### Directive
Using the records below, copy out exactly the line that contains "# point at: man" and every line that follows it, up to and including the last, and no others.
[start]
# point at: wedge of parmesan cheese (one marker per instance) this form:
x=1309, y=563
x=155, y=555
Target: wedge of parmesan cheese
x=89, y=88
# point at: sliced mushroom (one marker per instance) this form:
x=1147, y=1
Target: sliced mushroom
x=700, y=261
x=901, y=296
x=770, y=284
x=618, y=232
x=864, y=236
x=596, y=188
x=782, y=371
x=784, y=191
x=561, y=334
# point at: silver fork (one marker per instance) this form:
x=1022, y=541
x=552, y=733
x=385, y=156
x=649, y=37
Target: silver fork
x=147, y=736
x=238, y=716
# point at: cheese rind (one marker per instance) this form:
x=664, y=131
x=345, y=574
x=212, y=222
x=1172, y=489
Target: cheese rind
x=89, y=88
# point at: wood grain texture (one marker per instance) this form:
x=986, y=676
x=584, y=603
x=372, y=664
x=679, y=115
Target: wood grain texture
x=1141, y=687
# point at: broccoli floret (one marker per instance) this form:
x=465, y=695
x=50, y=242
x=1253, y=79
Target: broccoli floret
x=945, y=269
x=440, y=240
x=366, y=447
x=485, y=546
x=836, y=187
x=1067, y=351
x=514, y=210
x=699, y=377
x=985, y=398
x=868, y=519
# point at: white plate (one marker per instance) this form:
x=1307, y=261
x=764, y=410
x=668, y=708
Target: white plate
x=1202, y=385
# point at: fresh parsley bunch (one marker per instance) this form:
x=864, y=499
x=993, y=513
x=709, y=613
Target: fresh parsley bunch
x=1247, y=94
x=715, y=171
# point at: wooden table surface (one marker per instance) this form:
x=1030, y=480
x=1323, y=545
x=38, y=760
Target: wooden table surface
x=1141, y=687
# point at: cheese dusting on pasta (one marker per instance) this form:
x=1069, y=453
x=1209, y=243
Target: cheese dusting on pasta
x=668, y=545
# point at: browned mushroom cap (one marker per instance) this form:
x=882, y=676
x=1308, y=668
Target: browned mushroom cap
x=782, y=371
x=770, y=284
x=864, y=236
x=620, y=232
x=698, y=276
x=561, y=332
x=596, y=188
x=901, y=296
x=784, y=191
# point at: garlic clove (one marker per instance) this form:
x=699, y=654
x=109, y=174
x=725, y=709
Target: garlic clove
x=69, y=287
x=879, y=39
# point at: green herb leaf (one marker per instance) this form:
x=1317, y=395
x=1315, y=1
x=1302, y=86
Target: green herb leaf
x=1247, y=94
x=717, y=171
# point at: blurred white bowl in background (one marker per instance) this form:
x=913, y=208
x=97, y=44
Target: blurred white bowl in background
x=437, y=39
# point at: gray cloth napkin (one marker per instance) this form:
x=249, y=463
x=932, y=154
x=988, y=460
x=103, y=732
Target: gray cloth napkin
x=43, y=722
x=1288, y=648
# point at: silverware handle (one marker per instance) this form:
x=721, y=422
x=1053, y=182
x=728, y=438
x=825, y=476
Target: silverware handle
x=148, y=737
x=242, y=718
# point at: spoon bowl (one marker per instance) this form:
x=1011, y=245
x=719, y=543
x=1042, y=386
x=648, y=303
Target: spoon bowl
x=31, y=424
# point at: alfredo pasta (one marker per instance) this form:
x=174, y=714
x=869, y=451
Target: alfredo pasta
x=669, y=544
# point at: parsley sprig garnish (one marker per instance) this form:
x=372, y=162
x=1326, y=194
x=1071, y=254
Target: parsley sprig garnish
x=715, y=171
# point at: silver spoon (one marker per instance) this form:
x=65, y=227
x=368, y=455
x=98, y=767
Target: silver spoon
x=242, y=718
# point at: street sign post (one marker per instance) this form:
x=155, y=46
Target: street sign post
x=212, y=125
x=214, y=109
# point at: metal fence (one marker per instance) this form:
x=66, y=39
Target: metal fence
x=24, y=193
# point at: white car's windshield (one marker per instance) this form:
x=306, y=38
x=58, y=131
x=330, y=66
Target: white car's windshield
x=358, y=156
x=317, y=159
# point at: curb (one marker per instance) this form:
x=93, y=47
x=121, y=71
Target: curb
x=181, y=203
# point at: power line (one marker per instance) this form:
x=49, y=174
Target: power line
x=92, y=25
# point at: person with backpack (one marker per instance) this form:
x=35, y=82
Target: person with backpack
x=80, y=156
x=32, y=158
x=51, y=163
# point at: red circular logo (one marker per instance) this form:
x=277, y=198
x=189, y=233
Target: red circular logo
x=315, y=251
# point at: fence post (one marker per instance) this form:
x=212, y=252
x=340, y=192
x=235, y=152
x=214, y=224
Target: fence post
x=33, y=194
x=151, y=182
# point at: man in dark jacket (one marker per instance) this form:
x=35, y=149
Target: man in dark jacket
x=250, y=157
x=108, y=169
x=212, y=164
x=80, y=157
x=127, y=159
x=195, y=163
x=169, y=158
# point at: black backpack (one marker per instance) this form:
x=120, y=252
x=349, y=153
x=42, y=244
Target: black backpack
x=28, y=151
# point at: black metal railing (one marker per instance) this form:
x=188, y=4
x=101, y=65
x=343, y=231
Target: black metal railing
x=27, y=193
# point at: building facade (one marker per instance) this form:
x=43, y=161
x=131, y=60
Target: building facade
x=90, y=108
[end]
### Written answer
# point at: man in dark jacket (one marker per instance) this form:
x=35, y=149
Target: man in dark jacket
x=250, y=157
x=108, y=169
x=212, y=164
x=80, y=157
x=127, y=159
x=195, y=163
x=169, y=158
# point at: black backpack (one marker per instance) this form:
x=120, y=252
x=349, y=153
x=42, y=244
Target: black backpack
x=28, y=151
# point at: black metal railing (one marker per instance) this form:
x=188, y=4
x=101, y=65
x=343, y=231
Target: black metal railing
x=27, y=193
# point at: building facade (one marker per instance) this form:
x=43, y=161
x=131, y=60
Target: building facade
x=90, y=108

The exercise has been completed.